Available data:
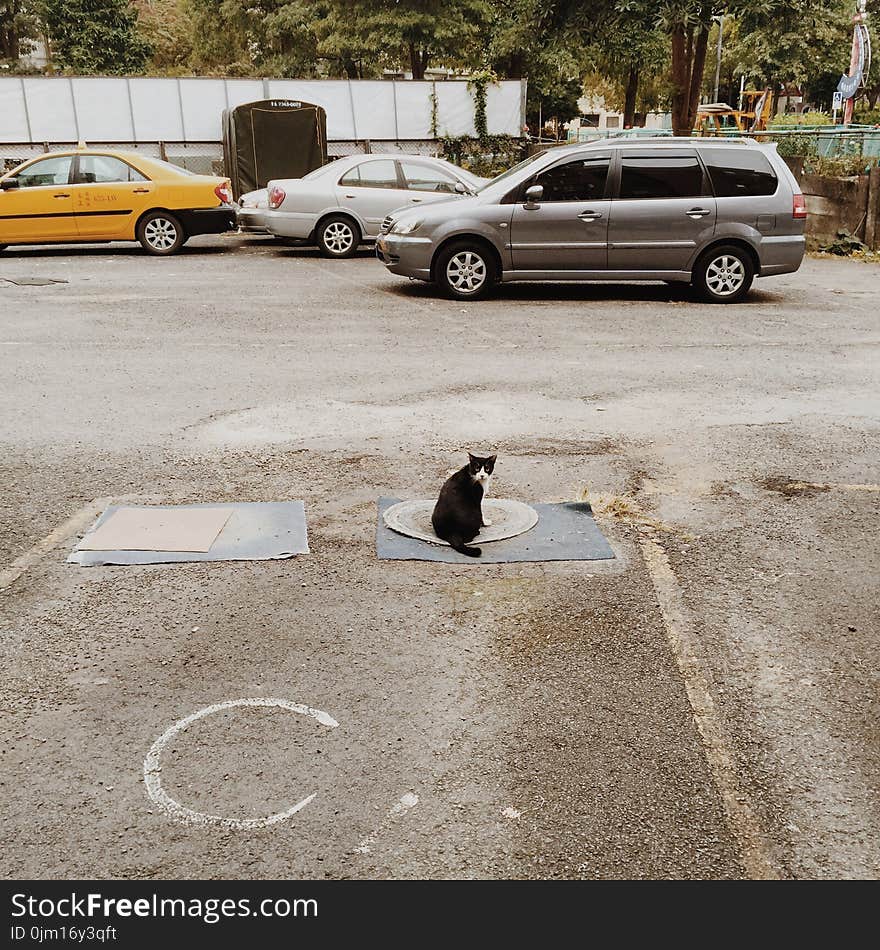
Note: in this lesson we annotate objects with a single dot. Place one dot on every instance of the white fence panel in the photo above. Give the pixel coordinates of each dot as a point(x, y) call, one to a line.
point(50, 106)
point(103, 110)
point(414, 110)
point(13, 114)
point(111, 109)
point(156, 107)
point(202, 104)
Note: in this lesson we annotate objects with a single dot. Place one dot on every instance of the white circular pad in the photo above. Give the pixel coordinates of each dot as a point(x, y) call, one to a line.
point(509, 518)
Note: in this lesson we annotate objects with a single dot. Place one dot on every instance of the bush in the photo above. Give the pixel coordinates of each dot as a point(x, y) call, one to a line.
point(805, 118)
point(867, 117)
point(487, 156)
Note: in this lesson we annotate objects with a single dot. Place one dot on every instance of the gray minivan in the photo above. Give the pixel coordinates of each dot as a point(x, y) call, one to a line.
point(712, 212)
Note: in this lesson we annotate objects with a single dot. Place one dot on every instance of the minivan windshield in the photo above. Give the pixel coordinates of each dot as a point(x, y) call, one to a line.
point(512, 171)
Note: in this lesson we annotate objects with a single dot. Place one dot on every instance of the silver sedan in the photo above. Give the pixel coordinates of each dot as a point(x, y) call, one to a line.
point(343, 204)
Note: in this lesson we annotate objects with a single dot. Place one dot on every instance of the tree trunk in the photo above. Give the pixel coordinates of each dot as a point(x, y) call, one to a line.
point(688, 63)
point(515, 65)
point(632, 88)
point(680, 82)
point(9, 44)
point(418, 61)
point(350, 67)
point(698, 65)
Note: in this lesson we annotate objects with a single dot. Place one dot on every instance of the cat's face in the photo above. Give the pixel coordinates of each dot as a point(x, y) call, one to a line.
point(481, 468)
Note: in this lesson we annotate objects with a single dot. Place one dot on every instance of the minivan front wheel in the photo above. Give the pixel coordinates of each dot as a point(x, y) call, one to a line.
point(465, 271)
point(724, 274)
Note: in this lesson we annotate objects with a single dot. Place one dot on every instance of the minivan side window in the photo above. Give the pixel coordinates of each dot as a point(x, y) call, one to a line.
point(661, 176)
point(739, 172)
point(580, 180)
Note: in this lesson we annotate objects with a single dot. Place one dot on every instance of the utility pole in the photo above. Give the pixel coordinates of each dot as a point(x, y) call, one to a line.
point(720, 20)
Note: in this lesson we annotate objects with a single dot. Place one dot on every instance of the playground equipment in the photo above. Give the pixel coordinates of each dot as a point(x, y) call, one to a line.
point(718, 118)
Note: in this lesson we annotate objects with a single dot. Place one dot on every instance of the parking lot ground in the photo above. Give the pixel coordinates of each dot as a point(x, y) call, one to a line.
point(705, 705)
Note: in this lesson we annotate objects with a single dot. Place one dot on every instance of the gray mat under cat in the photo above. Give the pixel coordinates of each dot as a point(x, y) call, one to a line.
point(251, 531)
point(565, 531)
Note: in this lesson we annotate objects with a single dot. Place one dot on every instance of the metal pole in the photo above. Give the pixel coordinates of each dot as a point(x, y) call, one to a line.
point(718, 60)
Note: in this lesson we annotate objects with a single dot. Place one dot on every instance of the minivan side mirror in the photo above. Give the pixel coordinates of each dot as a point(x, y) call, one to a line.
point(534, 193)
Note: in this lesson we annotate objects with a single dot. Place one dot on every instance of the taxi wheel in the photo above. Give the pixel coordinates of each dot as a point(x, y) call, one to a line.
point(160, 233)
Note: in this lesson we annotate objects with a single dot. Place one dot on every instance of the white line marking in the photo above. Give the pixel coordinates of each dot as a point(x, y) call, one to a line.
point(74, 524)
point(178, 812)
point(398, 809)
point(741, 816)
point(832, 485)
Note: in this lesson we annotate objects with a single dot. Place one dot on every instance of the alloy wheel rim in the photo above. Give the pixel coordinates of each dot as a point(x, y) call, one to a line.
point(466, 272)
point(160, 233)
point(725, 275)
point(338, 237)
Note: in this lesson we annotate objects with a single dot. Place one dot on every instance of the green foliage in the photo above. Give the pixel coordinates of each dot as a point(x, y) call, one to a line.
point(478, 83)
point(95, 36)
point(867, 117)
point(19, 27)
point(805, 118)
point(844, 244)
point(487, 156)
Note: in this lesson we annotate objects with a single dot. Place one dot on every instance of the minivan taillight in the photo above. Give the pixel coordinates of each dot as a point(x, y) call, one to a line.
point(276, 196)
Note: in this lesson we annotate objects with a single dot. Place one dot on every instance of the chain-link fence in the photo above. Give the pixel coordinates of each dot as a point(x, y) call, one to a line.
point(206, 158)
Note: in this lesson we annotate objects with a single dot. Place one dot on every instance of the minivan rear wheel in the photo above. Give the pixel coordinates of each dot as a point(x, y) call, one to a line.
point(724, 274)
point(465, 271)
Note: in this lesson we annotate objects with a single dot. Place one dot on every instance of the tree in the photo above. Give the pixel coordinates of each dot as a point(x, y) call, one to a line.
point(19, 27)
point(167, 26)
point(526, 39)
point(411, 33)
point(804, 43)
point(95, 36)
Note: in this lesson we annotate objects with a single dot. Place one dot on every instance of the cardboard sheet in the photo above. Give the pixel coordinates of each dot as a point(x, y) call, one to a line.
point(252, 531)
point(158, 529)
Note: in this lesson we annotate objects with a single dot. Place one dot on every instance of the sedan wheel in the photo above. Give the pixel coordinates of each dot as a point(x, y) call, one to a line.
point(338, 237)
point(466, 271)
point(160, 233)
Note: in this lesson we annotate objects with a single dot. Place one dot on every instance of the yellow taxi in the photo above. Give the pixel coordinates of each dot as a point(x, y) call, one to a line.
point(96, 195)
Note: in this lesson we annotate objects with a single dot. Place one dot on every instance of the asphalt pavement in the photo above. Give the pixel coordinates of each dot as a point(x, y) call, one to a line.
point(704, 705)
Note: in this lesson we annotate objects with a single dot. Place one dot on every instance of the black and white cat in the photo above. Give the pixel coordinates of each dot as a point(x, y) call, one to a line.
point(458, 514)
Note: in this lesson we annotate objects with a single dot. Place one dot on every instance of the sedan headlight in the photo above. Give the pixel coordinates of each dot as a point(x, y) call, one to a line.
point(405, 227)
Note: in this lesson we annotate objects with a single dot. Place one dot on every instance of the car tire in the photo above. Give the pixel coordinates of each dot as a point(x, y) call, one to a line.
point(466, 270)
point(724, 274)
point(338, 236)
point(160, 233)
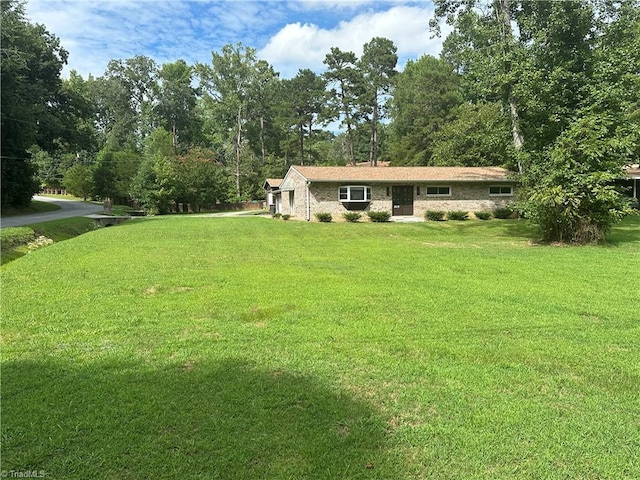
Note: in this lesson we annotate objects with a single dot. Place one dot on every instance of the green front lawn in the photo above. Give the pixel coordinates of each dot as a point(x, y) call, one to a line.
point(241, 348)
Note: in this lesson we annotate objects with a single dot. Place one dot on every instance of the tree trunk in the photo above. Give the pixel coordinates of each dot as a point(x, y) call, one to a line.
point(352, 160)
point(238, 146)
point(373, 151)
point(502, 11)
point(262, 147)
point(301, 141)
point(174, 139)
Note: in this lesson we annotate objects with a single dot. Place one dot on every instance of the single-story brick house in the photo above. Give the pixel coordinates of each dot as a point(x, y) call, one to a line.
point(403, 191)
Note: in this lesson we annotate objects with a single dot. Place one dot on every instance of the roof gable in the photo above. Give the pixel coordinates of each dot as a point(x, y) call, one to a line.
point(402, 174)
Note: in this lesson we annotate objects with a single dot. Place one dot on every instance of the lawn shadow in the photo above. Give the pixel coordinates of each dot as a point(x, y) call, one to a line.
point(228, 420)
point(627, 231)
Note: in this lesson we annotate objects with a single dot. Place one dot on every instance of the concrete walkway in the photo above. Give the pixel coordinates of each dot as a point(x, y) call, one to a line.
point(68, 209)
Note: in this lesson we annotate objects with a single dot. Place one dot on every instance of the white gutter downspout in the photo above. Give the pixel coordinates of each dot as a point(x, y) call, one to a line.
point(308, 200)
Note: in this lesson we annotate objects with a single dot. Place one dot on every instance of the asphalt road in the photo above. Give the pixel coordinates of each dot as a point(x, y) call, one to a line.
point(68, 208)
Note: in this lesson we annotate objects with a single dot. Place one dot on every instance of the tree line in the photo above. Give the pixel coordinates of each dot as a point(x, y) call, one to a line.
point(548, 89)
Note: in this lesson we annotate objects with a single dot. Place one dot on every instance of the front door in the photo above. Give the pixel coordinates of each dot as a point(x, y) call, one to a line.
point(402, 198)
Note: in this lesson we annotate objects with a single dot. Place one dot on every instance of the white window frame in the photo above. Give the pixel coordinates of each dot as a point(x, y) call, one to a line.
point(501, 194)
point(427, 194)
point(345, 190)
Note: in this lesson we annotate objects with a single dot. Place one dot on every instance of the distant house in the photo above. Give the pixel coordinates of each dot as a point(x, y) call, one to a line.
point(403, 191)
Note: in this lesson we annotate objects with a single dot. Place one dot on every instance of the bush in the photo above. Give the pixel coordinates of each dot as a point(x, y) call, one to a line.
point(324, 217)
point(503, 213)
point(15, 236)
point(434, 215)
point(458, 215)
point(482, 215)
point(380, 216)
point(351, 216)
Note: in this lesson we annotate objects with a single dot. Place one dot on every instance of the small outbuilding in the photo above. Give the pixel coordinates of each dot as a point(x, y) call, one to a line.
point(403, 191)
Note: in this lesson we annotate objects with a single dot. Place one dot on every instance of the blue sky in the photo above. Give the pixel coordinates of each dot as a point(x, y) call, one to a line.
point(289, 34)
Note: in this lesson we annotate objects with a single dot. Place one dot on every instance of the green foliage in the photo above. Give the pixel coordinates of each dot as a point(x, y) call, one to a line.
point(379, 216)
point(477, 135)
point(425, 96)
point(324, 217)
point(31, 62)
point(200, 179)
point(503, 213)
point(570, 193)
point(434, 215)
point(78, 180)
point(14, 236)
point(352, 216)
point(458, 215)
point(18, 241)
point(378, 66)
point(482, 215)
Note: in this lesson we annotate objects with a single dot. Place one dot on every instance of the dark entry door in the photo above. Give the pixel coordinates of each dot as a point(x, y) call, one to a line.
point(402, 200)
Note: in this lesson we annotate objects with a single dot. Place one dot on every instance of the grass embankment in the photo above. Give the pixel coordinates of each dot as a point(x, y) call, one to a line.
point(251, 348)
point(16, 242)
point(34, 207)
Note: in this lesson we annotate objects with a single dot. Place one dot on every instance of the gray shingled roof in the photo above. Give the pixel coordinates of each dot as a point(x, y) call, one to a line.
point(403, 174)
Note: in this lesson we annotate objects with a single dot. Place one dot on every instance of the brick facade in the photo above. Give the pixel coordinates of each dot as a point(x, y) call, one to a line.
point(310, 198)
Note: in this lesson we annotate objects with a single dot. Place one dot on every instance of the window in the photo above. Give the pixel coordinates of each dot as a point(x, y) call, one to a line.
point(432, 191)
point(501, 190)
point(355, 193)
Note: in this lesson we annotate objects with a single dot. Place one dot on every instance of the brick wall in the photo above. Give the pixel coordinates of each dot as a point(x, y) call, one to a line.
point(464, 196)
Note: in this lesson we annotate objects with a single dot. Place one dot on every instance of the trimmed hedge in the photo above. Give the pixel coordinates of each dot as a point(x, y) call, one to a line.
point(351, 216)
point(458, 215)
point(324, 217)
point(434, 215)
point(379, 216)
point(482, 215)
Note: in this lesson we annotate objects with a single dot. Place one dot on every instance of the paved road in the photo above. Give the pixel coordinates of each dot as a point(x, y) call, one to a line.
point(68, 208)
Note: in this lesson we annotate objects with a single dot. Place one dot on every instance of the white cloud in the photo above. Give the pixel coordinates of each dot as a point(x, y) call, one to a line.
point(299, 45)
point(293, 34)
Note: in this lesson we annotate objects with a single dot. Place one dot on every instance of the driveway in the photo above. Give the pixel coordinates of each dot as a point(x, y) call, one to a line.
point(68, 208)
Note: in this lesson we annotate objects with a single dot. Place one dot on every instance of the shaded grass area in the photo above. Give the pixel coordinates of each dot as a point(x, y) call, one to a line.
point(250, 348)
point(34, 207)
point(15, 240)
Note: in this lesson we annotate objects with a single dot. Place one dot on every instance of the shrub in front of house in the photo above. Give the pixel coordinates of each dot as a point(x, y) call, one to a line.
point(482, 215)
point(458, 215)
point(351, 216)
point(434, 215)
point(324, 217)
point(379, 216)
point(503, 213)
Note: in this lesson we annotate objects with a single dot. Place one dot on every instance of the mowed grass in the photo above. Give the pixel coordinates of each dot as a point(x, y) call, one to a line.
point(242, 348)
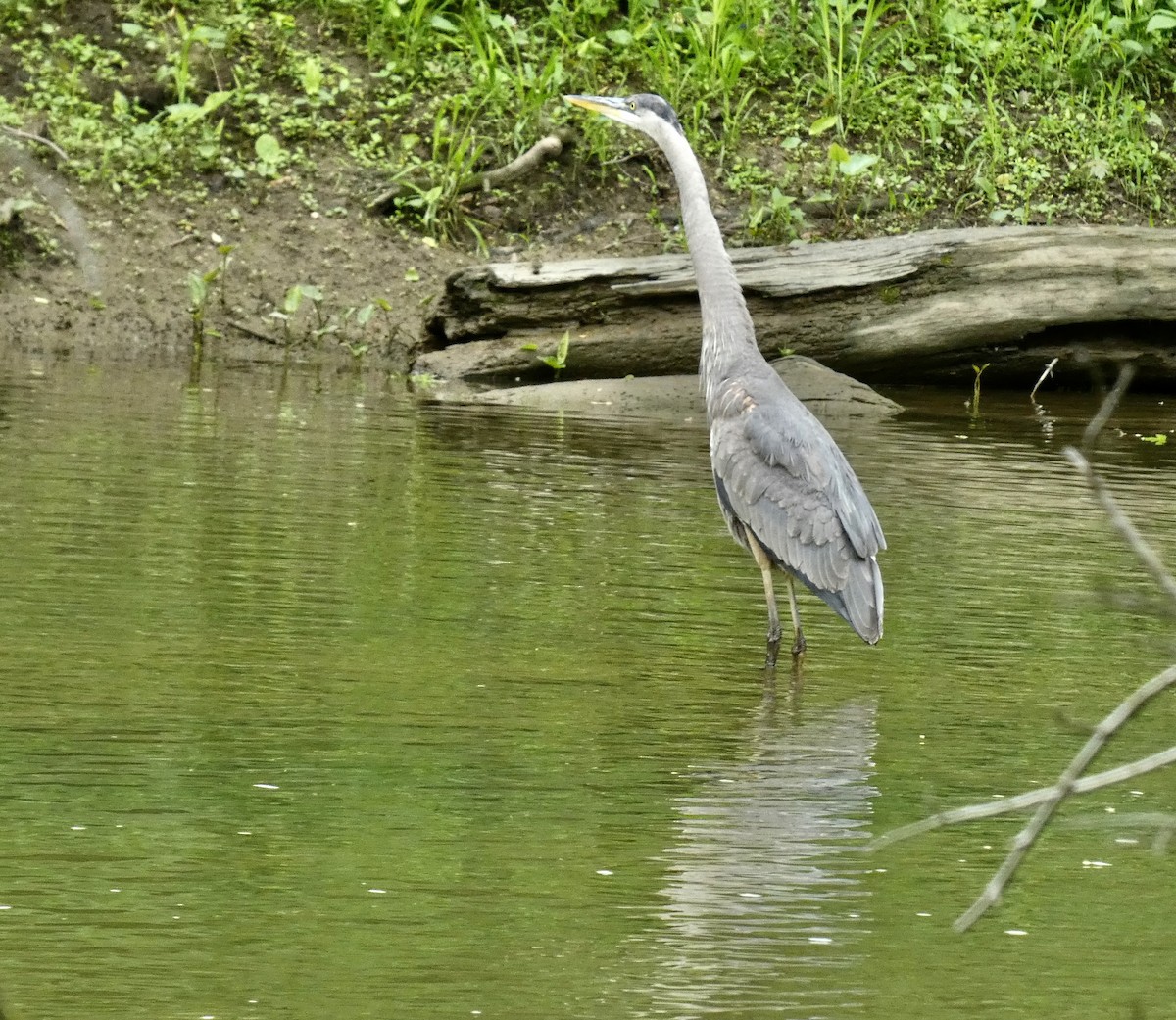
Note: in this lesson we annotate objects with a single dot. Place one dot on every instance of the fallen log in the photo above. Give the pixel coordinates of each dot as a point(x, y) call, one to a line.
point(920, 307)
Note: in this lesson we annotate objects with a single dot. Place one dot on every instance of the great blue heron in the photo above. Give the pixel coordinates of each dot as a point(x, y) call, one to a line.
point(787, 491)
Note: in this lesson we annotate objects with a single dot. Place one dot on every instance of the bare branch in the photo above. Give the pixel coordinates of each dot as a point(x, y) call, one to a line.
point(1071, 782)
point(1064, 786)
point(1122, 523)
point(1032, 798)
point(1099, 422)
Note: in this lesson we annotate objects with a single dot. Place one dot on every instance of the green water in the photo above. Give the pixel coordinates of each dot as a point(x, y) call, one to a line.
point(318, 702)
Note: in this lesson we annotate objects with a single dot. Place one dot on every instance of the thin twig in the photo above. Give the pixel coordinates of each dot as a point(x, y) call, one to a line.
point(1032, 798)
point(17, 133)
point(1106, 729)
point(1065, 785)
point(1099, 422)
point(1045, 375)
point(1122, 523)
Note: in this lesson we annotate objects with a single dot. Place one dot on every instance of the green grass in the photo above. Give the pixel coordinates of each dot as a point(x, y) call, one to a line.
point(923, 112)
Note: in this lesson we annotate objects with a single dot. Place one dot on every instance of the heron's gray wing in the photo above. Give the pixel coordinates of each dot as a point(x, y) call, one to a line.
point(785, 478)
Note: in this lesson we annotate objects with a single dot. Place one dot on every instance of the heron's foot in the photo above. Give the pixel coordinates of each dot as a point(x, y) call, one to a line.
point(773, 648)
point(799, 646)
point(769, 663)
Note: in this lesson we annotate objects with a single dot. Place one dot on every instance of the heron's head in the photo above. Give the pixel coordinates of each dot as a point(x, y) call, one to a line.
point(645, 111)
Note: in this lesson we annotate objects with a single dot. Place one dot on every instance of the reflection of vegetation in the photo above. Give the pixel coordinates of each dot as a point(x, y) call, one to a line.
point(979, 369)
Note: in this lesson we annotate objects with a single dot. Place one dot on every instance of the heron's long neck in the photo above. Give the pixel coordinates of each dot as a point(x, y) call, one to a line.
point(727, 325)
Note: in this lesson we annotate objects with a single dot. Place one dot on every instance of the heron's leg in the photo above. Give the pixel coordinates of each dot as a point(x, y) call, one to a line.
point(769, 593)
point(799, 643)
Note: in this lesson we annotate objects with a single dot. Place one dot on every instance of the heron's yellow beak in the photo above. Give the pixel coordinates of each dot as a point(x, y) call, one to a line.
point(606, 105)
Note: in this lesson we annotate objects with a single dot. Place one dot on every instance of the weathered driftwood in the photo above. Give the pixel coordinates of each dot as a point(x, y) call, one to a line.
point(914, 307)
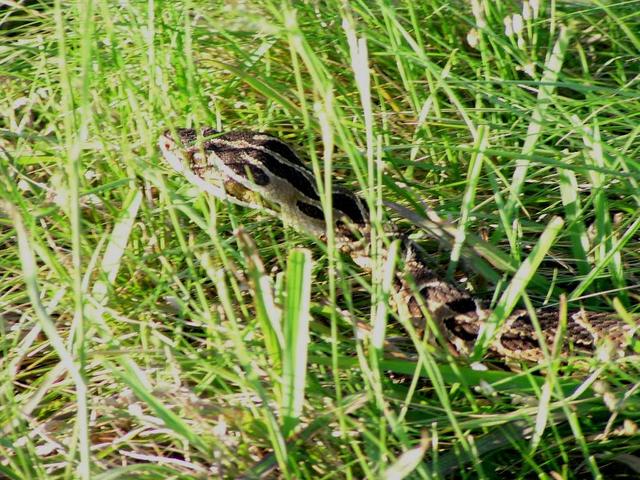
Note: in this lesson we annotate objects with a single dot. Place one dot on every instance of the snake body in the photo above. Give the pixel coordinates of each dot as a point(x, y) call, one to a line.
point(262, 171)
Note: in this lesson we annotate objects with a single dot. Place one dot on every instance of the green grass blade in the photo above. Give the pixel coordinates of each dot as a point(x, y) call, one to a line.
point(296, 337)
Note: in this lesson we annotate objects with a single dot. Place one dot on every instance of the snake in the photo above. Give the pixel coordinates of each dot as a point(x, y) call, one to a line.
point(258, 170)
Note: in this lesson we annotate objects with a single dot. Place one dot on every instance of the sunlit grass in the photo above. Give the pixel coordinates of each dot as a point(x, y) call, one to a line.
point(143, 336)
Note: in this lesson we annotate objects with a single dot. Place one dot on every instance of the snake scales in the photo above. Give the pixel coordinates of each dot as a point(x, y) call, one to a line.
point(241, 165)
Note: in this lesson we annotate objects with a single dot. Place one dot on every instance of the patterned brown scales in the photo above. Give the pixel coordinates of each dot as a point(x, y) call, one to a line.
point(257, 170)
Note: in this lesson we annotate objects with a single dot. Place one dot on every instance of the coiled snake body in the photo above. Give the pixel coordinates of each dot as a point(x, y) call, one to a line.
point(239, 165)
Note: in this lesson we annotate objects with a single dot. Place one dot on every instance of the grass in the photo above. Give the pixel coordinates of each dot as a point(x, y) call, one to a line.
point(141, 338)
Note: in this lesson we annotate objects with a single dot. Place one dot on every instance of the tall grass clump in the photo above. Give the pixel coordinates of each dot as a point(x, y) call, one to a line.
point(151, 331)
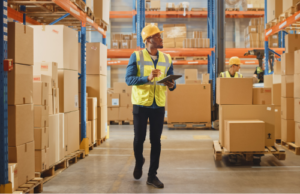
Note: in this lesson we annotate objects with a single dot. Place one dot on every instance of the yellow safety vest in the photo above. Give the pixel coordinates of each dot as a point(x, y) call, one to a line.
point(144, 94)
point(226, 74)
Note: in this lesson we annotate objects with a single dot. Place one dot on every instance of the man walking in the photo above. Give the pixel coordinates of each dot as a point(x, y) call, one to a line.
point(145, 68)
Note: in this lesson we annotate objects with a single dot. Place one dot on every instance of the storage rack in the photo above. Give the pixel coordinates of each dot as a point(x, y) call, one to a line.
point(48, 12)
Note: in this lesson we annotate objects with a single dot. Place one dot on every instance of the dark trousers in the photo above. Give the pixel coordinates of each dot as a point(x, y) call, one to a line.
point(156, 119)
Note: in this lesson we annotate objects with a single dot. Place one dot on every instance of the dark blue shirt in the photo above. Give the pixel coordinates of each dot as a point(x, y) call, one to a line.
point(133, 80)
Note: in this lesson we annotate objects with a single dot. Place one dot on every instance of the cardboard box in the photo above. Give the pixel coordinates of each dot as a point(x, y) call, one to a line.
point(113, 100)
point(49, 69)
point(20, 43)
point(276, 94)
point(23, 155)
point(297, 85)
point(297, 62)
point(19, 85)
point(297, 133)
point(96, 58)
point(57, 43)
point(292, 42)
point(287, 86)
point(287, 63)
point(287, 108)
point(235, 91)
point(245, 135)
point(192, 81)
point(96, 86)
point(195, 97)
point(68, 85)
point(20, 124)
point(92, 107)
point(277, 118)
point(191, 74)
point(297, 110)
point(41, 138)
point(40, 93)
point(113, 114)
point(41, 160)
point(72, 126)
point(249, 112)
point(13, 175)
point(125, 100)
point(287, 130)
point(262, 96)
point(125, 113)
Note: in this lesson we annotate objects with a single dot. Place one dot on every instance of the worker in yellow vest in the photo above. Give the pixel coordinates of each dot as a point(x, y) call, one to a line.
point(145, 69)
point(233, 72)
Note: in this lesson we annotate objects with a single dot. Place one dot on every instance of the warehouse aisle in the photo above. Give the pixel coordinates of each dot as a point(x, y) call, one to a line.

Task description: Copy out word for word the stretch of the listing from its start through the line that contains "point(712, 212)". Leave the pictures out.

Response below:
Note: in this lesson we annotate objects with a single dot. Place one dot on every instance of the white fence panel in the photo above. Give the pixel coordinates of each dot as a point(x, y) call, one to a line.
point(50, 106)
point(103, 110)
point(414, 110)
point(13, 114)
point(111, 109)
point(156, 107)
point(202, 104)
Note: in this lesson we annotate objects with a single dot. Place one dot on every instance of the white circular pad in the photo above. Give the pixel coordinates of each dot as a point(x, y) call, one to a line.
point(509, 518)
Note: in this lesson we annotate objects with a single dot. Place one dot on every instance of the bush in the photo above. Give the pixel coordinates of each dot as a point(x, y) call, one to a line.
point(805, 118)
point(867, 117)
point(487, 156)
Note: in this lesson we annotate objects with a single dot. Place one dot on every instance of the gray minivan in the photo above. Give the pixel coordinates of each dot as a point(x, y) call, one to a line.
point(712, 212)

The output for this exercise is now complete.